─── Task input

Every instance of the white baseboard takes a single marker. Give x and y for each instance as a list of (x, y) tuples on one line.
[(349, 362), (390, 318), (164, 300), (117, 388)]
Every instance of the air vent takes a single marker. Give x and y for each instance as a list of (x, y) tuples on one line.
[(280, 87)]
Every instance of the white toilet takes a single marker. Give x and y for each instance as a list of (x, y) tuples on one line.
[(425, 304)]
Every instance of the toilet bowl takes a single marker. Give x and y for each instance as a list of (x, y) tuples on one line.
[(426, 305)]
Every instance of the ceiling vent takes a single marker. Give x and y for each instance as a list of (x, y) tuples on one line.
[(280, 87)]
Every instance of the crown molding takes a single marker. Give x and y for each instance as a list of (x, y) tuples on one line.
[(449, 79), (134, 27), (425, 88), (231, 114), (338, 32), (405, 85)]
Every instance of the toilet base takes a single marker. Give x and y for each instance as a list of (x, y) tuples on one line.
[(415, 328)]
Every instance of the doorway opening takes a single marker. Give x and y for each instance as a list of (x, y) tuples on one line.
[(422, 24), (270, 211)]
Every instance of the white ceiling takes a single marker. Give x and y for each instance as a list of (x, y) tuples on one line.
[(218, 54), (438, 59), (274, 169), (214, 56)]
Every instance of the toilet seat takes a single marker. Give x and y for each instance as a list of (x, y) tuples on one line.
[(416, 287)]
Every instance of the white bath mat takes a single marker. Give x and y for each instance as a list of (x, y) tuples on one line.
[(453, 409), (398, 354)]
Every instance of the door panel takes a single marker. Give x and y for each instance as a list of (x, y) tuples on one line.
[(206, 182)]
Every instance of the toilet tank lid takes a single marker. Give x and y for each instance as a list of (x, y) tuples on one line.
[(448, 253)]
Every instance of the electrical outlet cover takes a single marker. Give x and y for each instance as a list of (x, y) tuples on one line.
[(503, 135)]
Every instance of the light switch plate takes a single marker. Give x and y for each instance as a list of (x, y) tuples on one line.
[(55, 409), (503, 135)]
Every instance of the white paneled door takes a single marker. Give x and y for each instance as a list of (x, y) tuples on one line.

──────

Directions
Set out every item above as a numbered list, leaving out any blank lines.

Solution to the exercise
1. Every instance of the white baseboard takes a single marker. Give x and y for each instance as a list of (x, y) tuples on one line.
2. [(349, 362), (390, 318), (164, 300), (117, 388)]
3. Every instance of the air vent takes a single marker. Give x and y for each instance as a list of (x, y) tuples on one line.
4. [(280, 87)]
5. Every instance of the white toilet takes a single marker. Give x and y for each instance as a list of (x, y) tuples on one line.
6. [(425, 304)]
7. Every instance of the toilet bowl takes a single marker. Give x and y for each instance as a list of (x, y) tuples on one line.
8. [(426, 305)]
9. Every instance of the ceiling vent takes a single marker. Give x and y for each instance as a list of (x, y) tuples on one line.
10. [(280, 87)]
11. Every instance of the crown molding takes a single marker. Give x and y for each instance as a list of (x, y) tuples on one line.
12. [(449, 79), (134, 27), (425, 88), (231, 114), (338, 32), (405, 85)]
13. Every instance of the toilet base takes a single marker. Give x and y for each instance as a list of (x, y) tuples on one line.
14. [(415, 328)]
15. Every instance of the doorway opening takes a single marker. Give x and y for each instance as a list of (x, y) tuples on one line.
16. [(422, 24), (270, 211)]
17. Every instance of the white ceiling takes a single marker. Give x and y for each instance as a list of (x, y) tuples on one line.
18. [(218, 54), (438, 59), (274, 169), (214, 56)]
19. Every instance of the toilet seat takes a single marker. Give x and y for each instance as a list of (x, y) tuples on one line.
20. [(416, 287)]
21. Every instance of the white bath mat takes a single marker. Give x and y for each instance as a list of (x, y) tuples on one line.
22. [(453, 409), (398, 354)]
23. Every instance of the door panel takes a single marker. Give x and y for each instance as a list of (x, y) tuples on one line.
24. [(206, 182)]
25. Every instance of the toilet tank lid takes a single marker. Give x and y for each instance as a list of (x, y) tuples on one line.
26. [(448, 253)]
27. Every instance of the electrical outlet cover takes a single marker. Give x and y for each instance as a list of (x, y) tuples on one line.
28. [(503, 135)]
29. Every instance of the light switch plate takes a single marker. Give x and y for each instance as a list of (x, y) tuples on one line.
30. [(55, 409), (503, 135)]
31. Every instance of the white paneled door takes a single marker. Give x and y for each instance as a list of (x, y) tuples on one line.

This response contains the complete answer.